▶ [WHAT IS REQUIRED]: Could you reproduce every entry below verbatim, leaving each line unchanged?

------------------------------

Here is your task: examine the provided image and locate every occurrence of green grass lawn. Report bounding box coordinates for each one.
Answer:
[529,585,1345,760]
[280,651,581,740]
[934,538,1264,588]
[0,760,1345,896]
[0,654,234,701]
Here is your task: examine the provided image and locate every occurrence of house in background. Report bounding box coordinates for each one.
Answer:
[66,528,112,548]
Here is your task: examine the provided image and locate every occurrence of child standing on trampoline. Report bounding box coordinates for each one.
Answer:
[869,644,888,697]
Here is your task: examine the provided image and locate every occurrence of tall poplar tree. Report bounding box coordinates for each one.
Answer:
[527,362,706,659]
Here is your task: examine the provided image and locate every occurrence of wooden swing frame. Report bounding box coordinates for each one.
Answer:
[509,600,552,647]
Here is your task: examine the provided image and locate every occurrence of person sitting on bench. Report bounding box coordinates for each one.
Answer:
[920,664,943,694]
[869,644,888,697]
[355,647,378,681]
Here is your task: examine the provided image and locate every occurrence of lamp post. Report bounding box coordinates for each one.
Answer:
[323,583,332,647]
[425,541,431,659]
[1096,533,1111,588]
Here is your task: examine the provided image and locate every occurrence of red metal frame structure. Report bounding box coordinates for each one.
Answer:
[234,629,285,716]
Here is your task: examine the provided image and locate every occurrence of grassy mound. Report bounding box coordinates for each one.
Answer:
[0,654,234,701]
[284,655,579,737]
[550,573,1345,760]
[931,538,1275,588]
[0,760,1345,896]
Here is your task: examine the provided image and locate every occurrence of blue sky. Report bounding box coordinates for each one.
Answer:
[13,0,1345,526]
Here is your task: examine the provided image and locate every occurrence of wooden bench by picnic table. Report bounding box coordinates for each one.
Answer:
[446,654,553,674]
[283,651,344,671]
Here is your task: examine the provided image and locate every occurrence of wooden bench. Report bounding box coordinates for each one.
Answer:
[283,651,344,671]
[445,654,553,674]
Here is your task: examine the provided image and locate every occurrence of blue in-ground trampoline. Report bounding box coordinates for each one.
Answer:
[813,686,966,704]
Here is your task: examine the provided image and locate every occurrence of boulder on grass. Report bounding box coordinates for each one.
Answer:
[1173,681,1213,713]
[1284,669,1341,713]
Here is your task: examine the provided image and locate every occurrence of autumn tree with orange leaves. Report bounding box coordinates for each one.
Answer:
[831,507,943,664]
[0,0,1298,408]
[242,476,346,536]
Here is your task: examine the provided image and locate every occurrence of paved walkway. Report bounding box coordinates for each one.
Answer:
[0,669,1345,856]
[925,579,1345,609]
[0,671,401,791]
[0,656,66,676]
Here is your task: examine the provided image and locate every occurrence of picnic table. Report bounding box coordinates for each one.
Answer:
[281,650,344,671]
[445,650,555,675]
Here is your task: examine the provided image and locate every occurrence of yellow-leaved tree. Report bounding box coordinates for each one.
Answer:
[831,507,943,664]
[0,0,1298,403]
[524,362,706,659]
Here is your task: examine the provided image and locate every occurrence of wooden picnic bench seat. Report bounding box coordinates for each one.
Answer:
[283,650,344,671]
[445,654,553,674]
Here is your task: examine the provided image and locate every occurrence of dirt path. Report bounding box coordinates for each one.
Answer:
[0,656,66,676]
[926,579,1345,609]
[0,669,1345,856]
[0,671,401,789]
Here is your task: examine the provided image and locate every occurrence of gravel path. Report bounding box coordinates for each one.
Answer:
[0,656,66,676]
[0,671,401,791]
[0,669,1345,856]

------------------------------

▶ [RESULT OF THIS EXERCISE]:
Here is your task: examine the provided image and locate every occurrence of green grass lawn. Report bounding box coordinates for each one.
Answer:
[529,585,1345,760]
[280,651,581,740]
[934,538,1264,588]
[0,760,1345,896]
[0,654,234,701]
Here is your task: examine the provided image and locate every occurrence of house in background. Report bounding box coordinates for each one.
Answer:
[66,528,112,548]
Here is your task: examine the provided image and locate every occurrence of child standing on trampoline. Report bounding box coordinates for each one.
Answer:
[869,644,888,697]
Here is your task: examine the provided image and locate every occurrence of tall poplar tree. Report bounding box coordinates for each one.
Answer:
[527,362,706,659]
Here is your task: examine the provided image and locate every occurrence of wooden swing frame. Report bounding box coordinates for each one.
Answer:
[509,600,552,647]
Here is your task: examine the provided image and locate every occurrence of person sitting on bench. Report bounding box coordinates for each one.
Answer:
[920,664,943,694]
[869,644,888,697]
[355,647,378,681]
Here is your task: examine the provided image and locate every occurrence of lamp post. Report bounding box coordinates for each one.
Answer:
[323,583,332,647]
[425,541,431,659]
[1096,533,1111,588]
Here is your task: examine the provided image and locate every occurrence of red metal frame structure. Report bounding box coordinates for each one.
Answer:
[234,629,285,716]
Here is your task: examine the provided image and locate every occurrence of grassy mound. Report bounding box coordinates for each one.
Answer:
[0,654,234,701]
[284,655,579,737]
[550,573,1345,760]
[931,538,1275,588]
[0,760,1345,896]
Here is your task: examine the provided image and locate every occurrence of blue sky. Report bounding box coordinates for each one.
Answer:
[13,0,1345,526]
Here is your task: examine the provided image and locate every occurrence of wooden bench by picnic table. Report bounding box coordinates for each one.
Answer:
[446,654,553,674]
[283,651,344,671]
Here is your task: examine the provided image and locate every occurrence of wooden bench. Report bounding box coordinates for each one.
Answer:
[283,651,344,671]
[445,654,553,674]
Here is your task: examine the provided image and locate every occurrence of blue in-ground trampoline. Report bounding box coordinates for each one.
Answer:
[813,686,966,704]
Here is your task: examine the provided image and locate every occurrence of boulder on grass. Report bounding box coordinates for each one.
Answer:
[1173,681,1213,713]
[1284,669,1341,713]
Here is your task: examine the provided image and locate every occurrence of autumn tree with orange leaves. Report bounding box coordinates for each one.
Answer:
[831,507,943,664]
[0,0,1298,408]
[242,476,346,536]
Here is your task: examine the provided image and locate every occurrence of paved walkway. Report bounding box coordinates for each one.
Answer:
[0,669,1345,856]
[925,579,1345,609]
[0,671,401,791]
[0,656,66,676]
Here is your task: examine the provided image and locate every occurrence of picnic table. Report bounding box coordinates for each one.
Answer:
[281,650,344,671]
[445,650,555,675]
Here is your task: examine the provided image and locate every occurrence of yellow-leaved tree. Report bounding box coordinates for each one.
Answer:
[831,507,943,664]
[0,0,1298,403]
[524,362,706,659]
Here is your task: examine the provided image and locate every occurrence of wooden picnic bench seat. Report bounding box coordinates for each one.
Answer:
[283,650,344,671]
[445,654,553,674]
Here is your task: examine the provided image and locate every occurrence of dirt path. Report bounding box coordinates for each one.
Answer:
[0,656,66,676]
[926,579,1345,609]
[0,669,1345,856]
[0,671,401,789]
Here is your task: examine the provided image and locate every occurrence of gravel path. Report bounding box coordinates for each one.
Answer:
[0,656,66,676]
[0,671,401,791]
[0,669,1345,856]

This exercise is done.